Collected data
▶

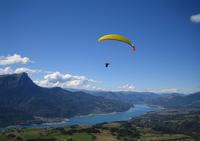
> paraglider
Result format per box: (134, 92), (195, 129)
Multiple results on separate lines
(98, 34), (136, 68)
(105, 63), (110, 68)
(98, 34), (136, 51)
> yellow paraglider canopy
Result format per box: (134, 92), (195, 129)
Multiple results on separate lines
(98, 34), (135, 51)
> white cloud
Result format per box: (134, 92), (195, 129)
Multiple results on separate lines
(119, 84), (136, 91)
(159, 88), (178, 93)
(35, 71), (99, 89)
(146, 88), (178, 93)
(190, 13), (200, 23)
(14, 67), (39, 74)
(0, 67), (102, 90)
(0, 67), (13, 75)
(0, 67), (38, 75)
(0, 54), (31, 65)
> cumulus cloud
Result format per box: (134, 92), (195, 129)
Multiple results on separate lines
(119, 84), (136, 91)
(14, 67), (39, 74)
(190, 13), (200, 23)
(35, 71), (99, 89)
(0, 54), (31, 65)
(0, 67), (13, 75)
(0, 67), (38, 75)
(0, 67), (101, 90)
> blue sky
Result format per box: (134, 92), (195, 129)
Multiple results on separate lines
(0, 0), (200, 93)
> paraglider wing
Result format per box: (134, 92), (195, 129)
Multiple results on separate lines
(98, 34), (135, 51)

◀

-- EXERCISE BRIEF --
Using the entries above, state how many lines contain the string "paraglider"; the number is all that is needed.

-- EXERCISE RESULT --
3